Directions: Copy out every line of the records below word for word, but leave out the pictures.

◇ ◇ ◇

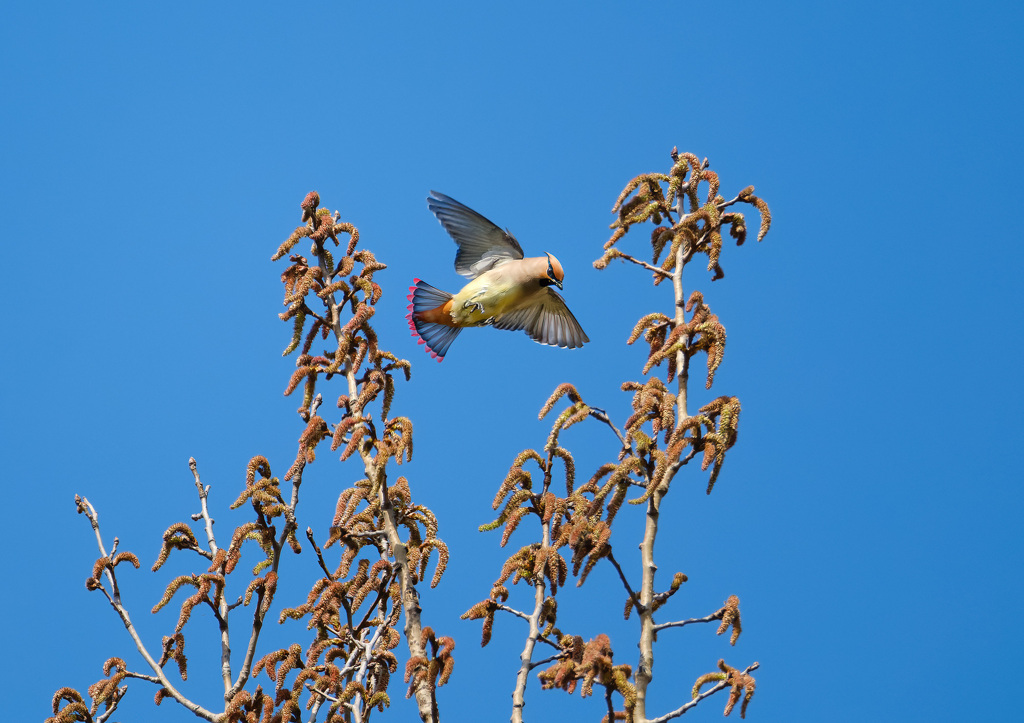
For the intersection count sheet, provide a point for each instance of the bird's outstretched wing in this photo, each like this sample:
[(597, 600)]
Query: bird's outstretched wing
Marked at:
[(481, 244), (547, 320)]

◇ ◇ ◇

Reply:
For the intersection count sheet, provide a point for each instance of the bird's outstretched wing in this photo, each like this sample:
[(597, 600)]
Query: bird's outstretched wing
Marked at:
[(481, 244), (547, 320)]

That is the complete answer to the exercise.